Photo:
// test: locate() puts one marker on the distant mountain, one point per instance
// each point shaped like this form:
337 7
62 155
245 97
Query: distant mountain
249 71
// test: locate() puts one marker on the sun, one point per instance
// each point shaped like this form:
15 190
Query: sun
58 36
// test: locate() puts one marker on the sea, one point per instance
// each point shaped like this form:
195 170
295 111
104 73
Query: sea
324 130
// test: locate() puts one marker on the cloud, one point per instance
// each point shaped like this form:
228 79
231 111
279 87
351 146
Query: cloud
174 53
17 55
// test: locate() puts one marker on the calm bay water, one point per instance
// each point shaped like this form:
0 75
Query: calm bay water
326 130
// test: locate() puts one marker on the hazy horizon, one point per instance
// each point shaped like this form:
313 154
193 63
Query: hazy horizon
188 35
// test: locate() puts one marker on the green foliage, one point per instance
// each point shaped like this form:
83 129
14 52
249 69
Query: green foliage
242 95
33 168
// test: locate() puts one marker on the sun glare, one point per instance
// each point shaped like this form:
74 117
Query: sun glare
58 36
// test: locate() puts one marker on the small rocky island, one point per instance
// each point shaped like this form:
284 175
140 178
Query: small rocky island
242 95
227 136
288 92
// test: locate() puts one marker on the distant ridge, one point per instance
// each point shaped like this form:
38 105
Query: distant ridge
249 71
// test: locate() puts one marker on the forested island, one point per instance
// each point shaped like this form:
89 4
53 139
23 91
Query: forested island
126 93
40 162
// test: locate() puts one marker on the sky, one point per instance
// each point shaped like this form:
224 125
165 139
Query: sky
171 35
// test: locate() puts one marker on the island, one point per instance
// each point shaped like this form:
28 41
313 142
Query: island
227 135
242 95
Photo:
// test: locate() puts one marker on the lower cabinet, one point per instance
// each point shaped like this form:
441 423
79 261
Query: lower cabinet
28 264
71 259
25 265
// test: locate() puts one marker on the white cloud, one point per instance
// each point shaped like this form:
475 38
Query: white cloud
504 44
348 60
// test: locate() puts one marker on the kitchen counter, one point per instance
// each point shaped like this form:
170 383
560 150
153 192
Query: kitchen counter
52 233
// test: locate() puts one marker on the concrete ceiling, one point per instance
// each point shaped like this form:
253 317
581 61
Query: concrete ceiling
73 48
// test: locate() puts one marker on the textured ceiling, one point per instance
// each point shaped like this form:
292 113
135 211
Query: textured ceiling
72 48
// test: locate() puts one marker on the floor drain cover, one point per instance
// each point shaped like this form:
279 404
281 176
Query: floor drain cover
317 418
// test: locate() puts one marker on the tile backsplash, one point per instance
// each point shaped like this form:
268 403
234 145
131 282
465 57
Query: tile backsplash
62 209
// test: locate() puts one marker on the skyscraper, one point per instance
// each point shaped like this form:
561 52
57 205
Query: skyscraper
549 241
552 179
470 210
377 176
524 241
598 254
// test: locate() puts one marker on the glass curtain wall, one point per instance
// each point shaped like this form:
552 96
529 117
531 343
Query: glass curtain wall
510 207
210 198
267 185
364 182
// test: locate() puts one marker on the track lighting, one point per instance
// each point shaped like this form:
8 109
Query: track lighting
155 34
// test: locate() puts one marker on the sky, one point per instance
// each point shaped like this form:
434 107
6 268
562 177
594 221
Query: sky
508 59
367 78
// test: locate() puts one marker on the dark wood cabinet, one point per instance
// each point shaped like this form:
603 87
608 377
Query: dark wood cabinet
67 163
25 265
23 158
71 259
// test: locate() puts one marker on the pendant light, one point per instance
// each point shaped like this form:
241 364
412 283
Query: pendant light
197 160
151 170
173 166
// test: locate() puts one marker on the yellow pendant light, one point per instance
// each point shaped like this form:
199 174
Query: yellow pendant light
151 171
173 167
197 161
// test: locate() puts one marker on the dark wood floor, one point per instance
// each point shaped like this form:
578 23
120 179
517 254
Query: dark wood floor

WORK ITEM
Transcribe the records in full, so that each line reads exactly as before.

SOLUTION FOR THIS EXERCISE
Photo:
// test: locate() puts one marker on the distant mountain, one point per instance
// each point shaped like this form:
337 7
62 155
245 97
Query: distant mountain
249 71
// test: locate() puts one marker on the sun, one point per instance
// each point shaped like this form:
15 190
Query: sun
58 36
// test: locate() puts one marker on the sea, one point per instance
// each point shaped like this form:
195 170
295 111
104 73
Query: sea
324 130
// test: locate() puts one marker on the cloud, one point per instance
// each point shaped like this form:
228 79
231 111
279 87
351 146
Query: cloud
174 53
17 55
// test: locate() puts one marker on the calm bay water, one point per instance
// each point shaped like this form:
0 75
Query: calm bay water
326 130
// test: locate() puts one marker on the hazy horizon, one point per instance
// each point shaped like this form:
313 154
193 63
Query: hazy horizon
188 35
// test: locate() puts one marker on the green foliage, one point per instance
// each point shaped like this form:
83 129
14 52
249 69
Query: green foliage
242 95
33 168
// test: locate() puts one marker on the sun glare, one point per instance
// each point shaped like this form:
74 117
Query: sun glare
58 36
// test: locate() puts one marker on the small rocky island, one point per instance
// each point shaped like this form:
284 175
140 178
Query: small rocky island
242 95
227 136
288 92
// test: locate() puts one marker on the distant ridge, one point per instance
// each point shaped like this form:
38 105
Query: distant ridge
249 71
// test: locate() puts one marker on the forested island, one point per instance
// each point shaped like this form:
89 4
53 139
23 91
Query: forested island
126 93
40 162
// test: locate() puts one marker on the sky, one point per instance
// each point shaped like this form:
224 125
165 139
Query: sky
171 35
// test: locate() puts one marker on the island, one point per instance
// each point shaped like this form:
28 41
313 142
Query: island
227 135
242 95
Photo:
// test: locate() puts one marker on the lower cabinet, one point per instance
// each point shaped like this form:
441 423
79 261
Query: lower cabinet
28 264
71 259
25 265
// test: locate() puts one marker on the white cloud, one point per instance
// each point shaped like this form:
475 38
Query: white cloud
504 44
348 60
// test: locate() puts one marker on the kitchen counter, one point per instance
// each point shaped like this form:
170 383
560 150
153 192
Query: kitchen counter
52 233
// test: locate() puts one marker on the concrete ceiling, one point per instance
// each point shaped like this form:
253 317
581 61
Query: concrete ceiling
73 48
// test: locate() puts one marker on the textured ceiling, one point per instance
// each point shaped like this form:
292 113
135 211
Query: textured ceiling
72 48
// test: locate() puts one marker on the floor drain cover, one point per instance
// each point shaped like this form:
279 404
281 176
Query: floor drain cover
317 418
// test: locate() puts one marker on the tile backsplash, one point per instance
// each point shaped like this form:
268 403
234 145
131 282
465 57
Query: tile backsplash
62 209
// test: locate() puts one marker on the skyscraper, one point per instance
// each point shaped like this form:
561 52
57 205
Query: skyscraper
549 241
552 179
470 210
377 176
524 241
598 254
// test: locate() puts one marker on the glass curtain wall, one point per instance
// each point shaped like this form:
552 96
529 117
531 343
Query: glass curtain wall
510 207
210 198
267 185
364 182
// test: locate() puts one marker on the track lighting, one point per instance
// each point shaped like this form:
8 109
Query: track lighting
155 34
// test: locate() puts one marker on the sky, one point per instance
// each point shaped like this form:
434 107
6 268
562 177
594 221
Query: sky
508 59
367 78
// test: locate() puts one marker on the dark wood cabinet, one point per instance
// each point shaped like this form:
603 87
608 377
Query: dark wood cabinet
67 163
25 265
23 158
71 259
// test: locate() puts one marker on the pendant light, one point per instance
// each point shaped like this form:
241 364
412 283
Query: pendant light
197 160
151 170
173 166
// test: locate() puts one marker on the yellow pendant light, one point per instance
// each point shaped like this form:
199 174
Query: yellow pendant light
151 171
173 167
197 161
// test: locate() puts one marker on the dark wood floor, one point per instance
// each point shaped like this form:
578 23
120 179
517 254
Query: dark wood floor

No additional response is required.